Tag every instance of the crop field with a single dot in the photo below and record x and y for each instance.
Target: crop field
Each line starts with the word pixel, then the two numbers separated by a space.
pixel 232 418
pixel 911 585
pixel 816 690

• • • • •

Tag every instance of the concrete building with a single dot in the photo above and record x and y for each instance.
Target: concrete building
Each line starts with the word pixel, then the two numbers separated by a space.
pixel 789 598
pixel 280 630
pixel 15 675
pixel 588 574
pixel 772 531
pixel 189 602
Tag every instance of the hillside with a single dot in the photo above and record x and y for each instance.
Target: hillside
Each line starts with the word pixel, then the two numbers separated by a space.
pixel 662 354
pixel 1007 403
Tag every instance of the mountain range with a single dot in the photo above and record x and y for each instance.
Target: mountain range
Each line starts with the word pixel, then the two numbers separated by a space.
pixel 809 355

• • • • •

### TASK DIRECTIONS:
Please copy out everything in the records from the line that contains "Tag every instance of the mountain" down to the line that contains "pixel 809 355", both of those lines included, keeping each line as it is.

### EXPECTED ANSWER:
Tag every instance of the mountain range with a single dot in the photo above and record x and y for each instance.
Target: mountain range
Each line starts with the word pixel, then the two numbers separated by a space.
pixel 809 355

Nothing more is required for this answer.